## [PROBLEMS]
[1] In the post about link errors tied to proper names, what does the writer suspect may be running somewhere?
[2] Continue the post about link errors tied to proper names from its last sentence.

[Foundation-l] Extensive Link Errors related to Proper Names - Needs Fixing - Wikimedia-l

1 Apr 2007


      I have been compiling a machine compiled lexicon created from link and 
disambiguation pages from the XML dumps.  Oddly, the associations 
contained in [[ARTICLE_NAME | NAME]] form a comprehesive "real time" 
thesauraus of common associations used by current English Speakers in 
Wikipedia, and perhaps comprise the worlds largest and most comprehesive 
Thesaurus on the planet emedded within the mesh of these links within 
the dumps.
While going through the dumps and constructing associative link maps of 
all these expressions, I have noticed a serious issue with embdded 
linking with proper names.  It appears there may be a robot running 
somewhere that is associating Proper Names listed in articles about 
relationships between people
by linking blindly to any entry in Wikipedia that matches a name in an 
article.

## [ENTRIES]
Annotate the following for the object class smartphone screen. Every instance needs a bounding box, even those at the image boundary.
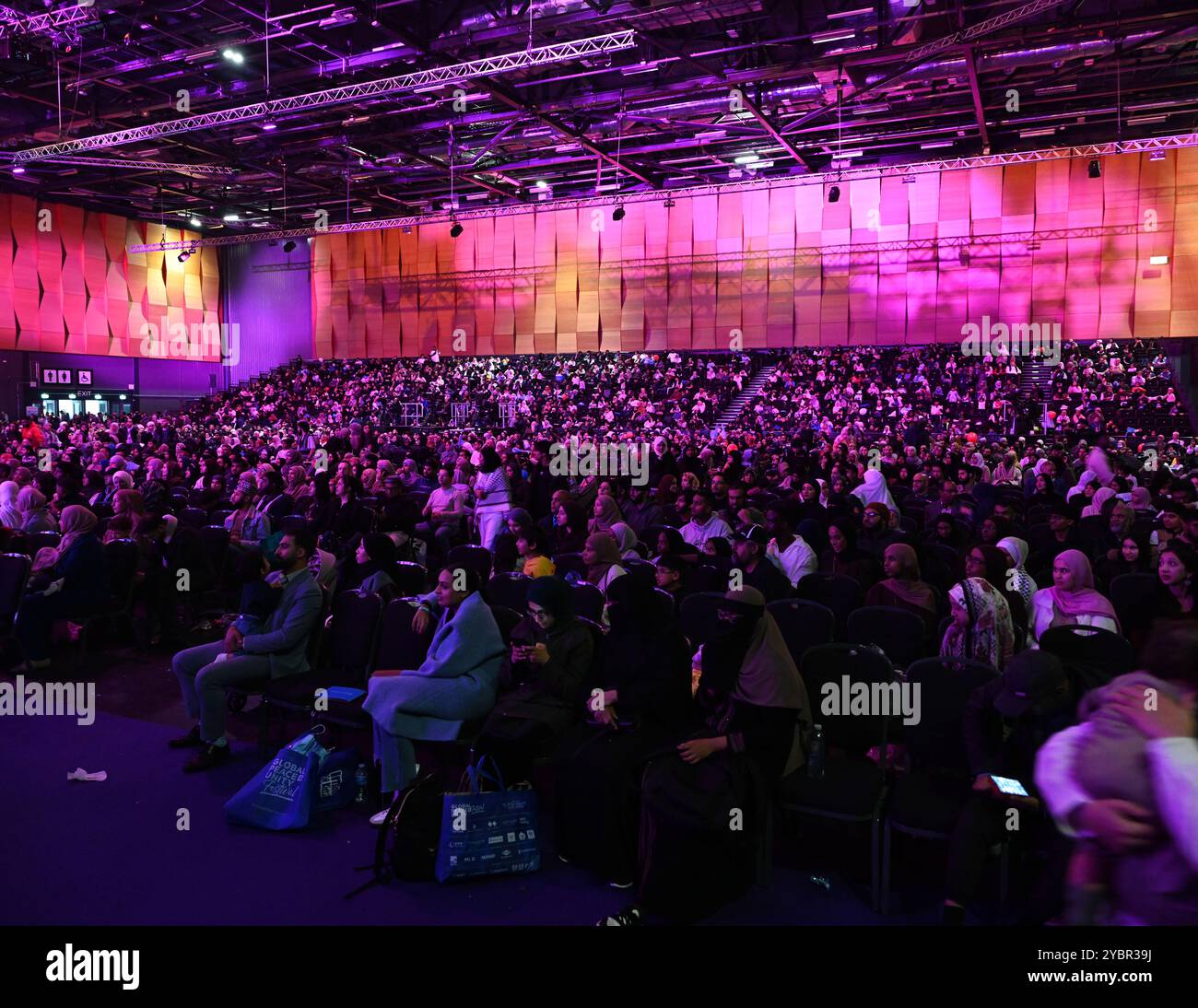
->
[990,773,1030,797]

---

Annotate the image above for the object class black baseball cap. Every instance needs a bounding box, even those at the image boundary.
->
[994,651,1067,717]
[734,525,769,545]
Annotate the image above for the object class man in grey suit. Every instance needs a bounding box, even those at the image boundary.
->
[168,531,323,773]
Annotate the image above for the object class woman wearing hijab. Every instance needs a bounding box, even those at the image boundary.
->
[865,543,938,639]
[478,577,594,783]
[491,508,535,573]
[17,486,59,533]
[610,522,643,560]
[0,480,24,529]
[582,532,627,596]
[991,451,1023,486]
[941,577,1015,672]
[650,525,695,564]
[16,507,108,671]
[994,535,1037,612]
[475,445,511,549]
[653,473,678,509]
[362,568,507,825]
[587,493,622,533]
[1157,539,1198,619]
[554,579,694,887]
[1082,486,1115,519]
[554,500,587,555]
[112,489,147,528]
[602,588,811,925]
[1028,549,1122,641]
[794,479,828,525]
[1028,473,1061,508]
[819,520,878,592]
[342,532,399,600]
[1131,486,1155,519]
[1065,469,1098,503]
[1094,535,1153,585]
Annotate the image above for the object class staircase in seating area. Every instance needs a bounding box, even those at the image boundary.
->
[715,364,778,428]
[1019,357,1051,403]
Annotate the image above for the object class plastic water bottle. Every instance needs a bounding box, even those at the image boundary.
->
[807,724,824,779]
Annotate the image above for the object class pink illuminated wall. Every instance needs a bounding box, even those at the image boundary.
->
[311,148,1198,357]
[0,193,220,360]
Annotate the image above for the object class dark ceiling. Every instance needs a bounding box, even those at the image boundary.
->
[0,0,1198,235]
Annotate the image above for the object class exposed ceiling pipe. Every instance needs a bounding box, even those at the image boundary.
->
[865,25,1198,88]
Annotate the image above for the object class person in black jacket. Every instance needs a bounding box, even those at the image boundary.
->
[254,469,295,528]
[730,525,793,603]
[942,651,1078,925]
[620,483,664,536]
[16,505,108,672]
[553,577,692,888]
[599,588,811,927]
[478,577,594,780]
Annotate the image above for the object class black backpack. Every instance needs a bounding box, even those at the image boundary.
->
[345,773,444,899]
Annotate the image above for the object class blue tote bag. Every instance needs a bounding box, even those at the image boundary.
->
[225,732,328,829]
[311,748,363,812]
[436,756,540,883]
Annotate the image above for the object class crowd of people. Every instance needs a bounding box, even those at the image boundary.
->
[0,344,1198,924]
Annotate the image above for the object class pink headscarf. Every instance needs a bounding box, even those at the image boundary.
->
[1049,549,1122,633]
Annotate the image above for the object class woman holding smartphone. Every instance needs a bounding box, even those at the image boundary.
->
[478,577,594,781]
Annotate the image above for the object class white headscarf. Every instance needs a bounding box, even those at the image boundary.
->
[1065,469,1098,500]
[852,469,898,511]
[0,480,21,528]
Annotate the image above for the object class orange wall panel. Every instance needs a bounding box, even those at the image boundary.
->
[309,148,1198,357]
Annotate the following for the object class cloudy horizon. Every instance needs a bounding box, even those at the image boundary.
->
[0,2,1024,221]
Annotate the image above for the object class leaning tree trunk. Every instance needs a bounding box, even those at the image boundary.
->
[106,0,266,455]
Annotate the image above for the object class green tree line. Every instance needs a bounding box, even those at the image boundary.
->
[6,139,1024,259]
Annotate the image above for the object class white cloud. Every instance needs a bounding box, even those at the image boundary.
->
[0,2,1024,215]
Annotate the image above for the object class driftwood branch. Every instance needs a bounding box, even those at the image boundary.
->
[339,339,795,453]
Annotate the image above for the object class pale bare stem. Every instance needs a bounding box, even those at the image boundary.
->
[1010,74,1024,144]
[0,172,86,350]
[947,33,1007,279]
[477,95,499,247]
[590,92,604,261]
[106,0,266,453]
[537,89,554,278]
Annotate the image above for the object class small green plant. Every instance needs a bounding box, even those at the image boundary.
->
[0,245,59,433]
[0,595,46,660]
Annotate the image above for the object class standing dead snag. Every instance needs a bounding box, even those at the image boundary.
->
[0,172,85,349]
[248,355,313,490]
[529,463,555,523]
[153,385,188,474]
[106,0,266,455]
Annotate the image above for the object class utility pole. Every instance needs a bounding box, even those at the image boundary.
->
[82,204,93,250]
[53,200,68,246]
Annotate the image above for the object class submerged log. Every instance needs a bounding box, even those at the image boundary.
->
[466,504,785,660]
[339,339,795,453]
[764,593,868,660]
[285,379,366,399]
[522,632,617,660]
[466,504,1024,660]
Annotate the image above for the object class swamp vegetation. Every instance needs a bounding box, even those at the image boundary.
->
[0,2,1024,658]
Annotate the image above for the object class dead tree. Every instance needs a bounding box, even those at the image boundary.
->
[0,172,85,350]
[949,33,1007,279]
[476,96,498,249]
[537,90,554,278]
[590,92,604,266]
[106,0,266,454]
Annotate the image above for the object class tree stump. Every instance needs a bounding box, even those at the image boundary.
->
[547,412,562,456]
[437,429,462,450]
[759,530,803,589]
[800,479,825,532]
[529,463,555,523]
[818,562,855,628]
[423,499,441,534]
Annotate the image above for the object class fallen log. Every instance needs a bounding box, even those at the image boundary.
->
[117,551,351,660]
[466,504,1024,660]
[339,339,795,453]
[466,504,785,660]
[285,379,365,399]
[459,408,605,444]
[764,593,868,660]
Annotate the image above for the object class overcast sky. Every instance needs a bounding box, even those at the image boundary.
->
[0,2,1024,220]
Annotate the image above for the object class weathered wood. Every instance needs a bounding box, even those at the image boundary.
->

## [THE REPLIES]
[1] A robot that links proper names in articles about relationships between people to any Wikipedia entry matching the name.

[2]
Some of the content may create controversy to post examples here, so I 
will complete the thesaurus compilation, and folks should go through the 
encyclopedia.  Articles about movies stars and other "gossipy" type 
articles seem to have the highest errors linking proper names to 
unrelated people without proper disambiguation pages.  It could be 
interpreted as violations of WP:BLP and some of the error linkages could 
be troublesome for the foundation.
Whomever is running bots that link between articles should look at 
proper name links based on categories and check into this.  I found a 
large number of these types of errors.  They are subtle, but will most 
probably show up when browsing through articles unless you can analyze 
the link targets and relationships in the dumps.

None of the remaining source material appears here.